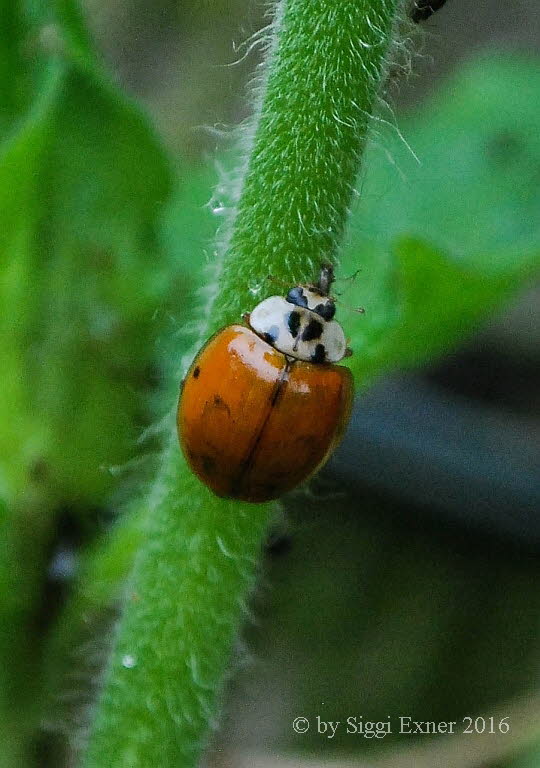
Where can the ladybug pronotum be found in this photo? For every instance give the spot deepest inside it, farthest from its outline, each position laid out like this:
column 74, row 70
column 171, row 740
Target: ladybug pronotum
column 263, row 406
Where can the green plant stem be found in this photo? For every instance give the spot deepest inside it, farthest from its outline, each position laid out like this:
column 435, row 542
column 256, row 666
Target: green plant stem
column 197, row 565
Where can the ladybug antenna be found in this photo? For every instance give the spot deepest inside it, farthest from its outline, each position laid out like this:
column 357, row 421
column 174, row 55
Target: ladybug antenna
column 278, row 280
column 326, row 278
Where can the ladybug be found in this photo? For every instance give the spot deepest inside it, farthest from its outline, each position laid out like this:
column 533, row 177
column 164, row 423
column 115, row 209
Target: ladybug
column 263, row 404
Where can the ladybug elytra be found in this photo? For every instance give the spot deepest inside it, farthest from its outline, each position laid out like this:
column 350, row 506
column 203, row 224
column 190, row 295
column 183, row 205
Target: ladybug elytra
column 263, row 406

☆ ☆ ☆ ☆

§ **TASK DESCRIPTION**
Restate the whole listing above exactly, please, omitting every image.

§ **FULL RESPONSE**
Where can the ladybug pronotum be found in this photo? For every instance give the spot deepest inside it, farthest from its outline, each position laid out like this:
column 74, row 70
column 171, row 740
Target: ladybug pronotum
column 263, row 406
Where can the green plant stem be found in this photo? For every instance give the spot deepest inside it, farthest from its outline, each position laid out like this:
column 435, row 542
column 256, row 666
Target: green plant stem
column 197, row 565
Where can the ladybug antenna be found in this photo? For every instance give the spot deepest inside it, farthest from its outline, each position laid out like this:
column 357, row 421
column 174, row 55
Target: ladybug antenna
column 278, row 280
column 326, row 278
Where can the ladybug be found in this photo? For every instance give the spot deepest inside it, farthest from its outline, each position laid out like this:
column 533, row 177
column 164, row 423
column 115, row 209
Target: ladybug
column 263, row 404
Where can the ladybug elytra be found in this photo? For every instance give the spot deepest inside it, farthest from its outline, each position laid out like this:
column 350, row 506
column 203, row 224
column 190, row 295
column 183, row 205
Target: ladybug elytra
column 263, row 406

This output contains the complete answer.